┏━━

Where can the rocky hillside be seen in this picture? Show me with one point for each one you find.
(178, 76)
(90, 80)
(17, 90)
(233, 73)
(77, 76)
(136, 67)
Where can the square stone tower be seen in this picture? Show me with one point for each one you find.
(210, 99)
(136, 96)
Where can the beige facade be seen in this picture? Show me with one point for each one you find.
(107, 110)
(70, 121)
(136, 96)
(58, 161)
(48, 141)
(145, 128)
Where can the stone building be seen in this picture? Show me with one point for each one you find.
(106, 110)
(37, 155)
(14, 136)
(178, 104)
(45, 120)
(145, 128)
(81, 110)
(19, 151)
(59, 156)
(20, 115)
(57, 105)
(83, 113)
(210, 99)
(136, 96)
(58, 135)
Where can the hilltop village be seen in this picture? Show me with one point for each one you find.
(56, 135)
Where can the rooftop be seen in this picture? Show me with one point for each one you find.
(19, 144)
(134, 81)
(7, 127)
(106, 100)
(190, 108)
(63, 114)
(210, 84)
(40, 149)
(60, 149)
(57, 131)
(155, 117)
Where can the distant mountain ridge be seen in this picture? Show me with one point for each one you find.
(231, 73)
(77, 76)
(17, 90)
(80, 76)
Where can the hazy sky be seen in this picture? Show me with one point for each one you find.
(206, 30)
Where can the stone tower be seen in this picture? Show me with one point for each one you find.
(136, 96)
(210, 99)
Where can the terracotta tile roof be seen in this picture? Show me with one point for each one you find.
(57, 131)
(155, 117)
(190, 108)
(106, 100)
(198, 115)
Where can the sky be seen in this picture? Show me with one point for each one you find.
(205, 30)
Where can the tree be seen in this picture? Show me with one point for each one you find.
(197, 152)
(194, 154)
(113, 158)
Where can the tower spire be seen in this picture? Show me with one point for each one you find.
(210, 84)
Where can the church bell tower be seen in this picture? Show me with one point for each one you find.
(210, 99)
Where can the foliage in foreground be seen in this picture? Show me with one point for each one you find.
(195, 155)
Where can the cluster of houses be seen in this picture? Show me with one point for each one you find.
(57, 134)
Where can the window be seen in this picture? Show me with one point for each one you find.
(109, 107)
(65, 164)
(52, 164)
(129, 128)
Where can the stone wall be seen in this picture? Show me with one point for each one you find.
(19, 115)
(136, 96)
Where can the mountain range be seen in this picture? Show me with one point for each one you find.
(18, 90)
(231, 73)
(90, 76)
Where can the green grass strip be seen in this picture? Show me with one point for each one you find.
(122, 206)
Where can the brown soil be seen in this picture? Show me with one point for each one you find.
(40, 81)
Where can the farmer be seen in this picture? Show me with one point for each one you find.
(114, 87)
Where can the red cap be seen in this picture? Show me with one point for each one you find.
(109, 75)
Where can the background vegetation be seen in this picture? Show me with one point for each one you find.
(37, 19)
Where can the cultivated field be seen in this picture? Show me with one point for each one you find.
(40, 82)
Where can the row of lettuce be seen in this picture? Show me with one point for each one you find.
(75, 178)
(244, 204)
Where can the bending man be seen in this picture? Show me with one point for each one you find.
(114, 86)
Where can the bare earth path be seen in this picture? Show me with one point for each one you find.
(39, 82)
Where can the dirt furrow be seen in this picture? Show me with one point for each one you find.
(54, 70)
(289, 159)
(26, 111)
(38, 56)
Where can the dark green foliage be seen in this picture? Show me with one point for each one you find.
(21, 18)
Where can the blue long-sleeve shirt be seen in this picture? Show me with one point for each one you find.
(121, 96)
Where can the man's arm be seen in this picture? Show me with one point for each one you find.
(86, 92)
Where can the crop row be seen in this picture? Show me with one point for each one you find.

┗━━

→ About this task
Transcribe the full listing, word for word.

→ Reply to the exercise
Where can the rocky hillside be seen in this picture? Show me with one point for each one you find.
(178, 76)
(90, 80)
(17, 90)
(233, 73)
(77, 76)
(136, 67)
Where can the square stone tower be seen in this picture? Show me with one point for each one you find.
(210, 99)
(136, 96)
Where can the beige facade be seen in this picture? Show me with one point for each one you find.
(107, 110)
(70, 121)
(136, 96)
(58, 161)
(48, 141)
(145, 128)
Where can the stone building be seen in this picture? Show me with one point for each one you find.
(106, 110)
(37, 155)
(14, 136)
(178, 104)
(45, 120)
(145, 128)
(81, 110)
(19, 151)
(59, 156)
(20, 115)
(57, 105)
(83, 113)
(210, 99)
(136, 96)
(58, 135)
Where can the hilltop village be seen in this picture? Show me with one point for each one you find.
(56, 135)
Where can the rooftop be seen in this picture? Show me with one point for each one you find.
(19, 144)
(134, 81)
(7, 127)
(106, 100)
(190, 108)
(63, 114)
(210, 84)
(40, 149)
(60, 149)
(57, 131)
(155, 117)
Where can the distant mountain ridge be seen in this picture? Show me with one point for each one you find.
(231, 73)
(77, 76)
(17, 90)
(80, 76)
Where can the hazy sky be seen in this picture? Show me with one point for each one you find.
(206, 30)
Where can the stone tower be seen in this picture? Show me with one point for each one you find.
(136, 96)
(210, 99)
Where can the terracotta tile roof be seen in this picture? Show me with one point for each one you find.
(57, 131)
(155, 117)
(190, 108)
(106, 100)
(198, 115)
Where can the sky be seen in this picture? Show me with one point for each one you find.
(205, 30)
Where can the tree be seen in this picture? Show me with one point for each one you find.
(197, 152)
(194, 154)
(113, 158)
Where can the tower spire be seen in this picture? Show me with one point for each one you find.
(210, 84)
Where can the church bell tower be seen in this picture? Show me with one point for each one you find.
(210, 99)
Where can the foliage in foreground be seen in this picture? Show me with one point for each one you find.
(195, 155)
Where can the cluster of houses be seen in this picture? Show me with one point for each one you find.
(57, 134)
Where can the window be seen in this picture? Show me with one point for each one you find.
(109, 107)
(65, 164)
(52, 164)
(129, 128)
Where can the stone wall be seen in this picture? Show me with one point for each one you find.
(19, 115)
(136, 96)
Where can the mountain range be seen in this picture? Show me with one point for each one you find.
(18, 90)
(231, 73)
(90, 76)
Where can the green grass strip be seen in this picture? Show me with one point for each one you find.
(122, 206)
Where can the brown soil be seen in this picture? Show me with one point for each one you find.
(40, 81)
Where can the farmer be seen in this picture? Show me with one point for each one you find.
(114, 87)
Where can the red cap be seen in this picture? Show me with one point for each one you find.
(109, 75)
Where can the background vegetation be seen in this picture? Show me with one point for each one you find.
(37, 19)
Where can the cultivated field be seen in this picture? Show me with one point for each one you find.
(40, 82)
Where can the row of lettuce be seen in this picture? Show me with one point for each one you find.
(75, 178)
(244, 204)
Where can the bending man be seen in this picture? Show me with one point for each one you find.
(114, 86)
Where can the bare earth path be seen in this picture? Show me with one point for each one you find.
(39, 82)
Where can the dirt furrow be seen in this picture? Show me with one point for each one you find.
(54, 70)
(289, 159)
(26, 111)
(38, 56)
Where can the dark green foliage be seen in this picture? Show me with one point for each one you find.
(21, 18)
Where can the blue long-sleeve shirt be seen in this picture? Show me with one point for each one you find.
(121, 96)
Where can the man's arm be seen in this picture? Show me with one point for each one you find.
(86, 92)
Where can the crop row be seen in this picture? Show me with one point for each one you find.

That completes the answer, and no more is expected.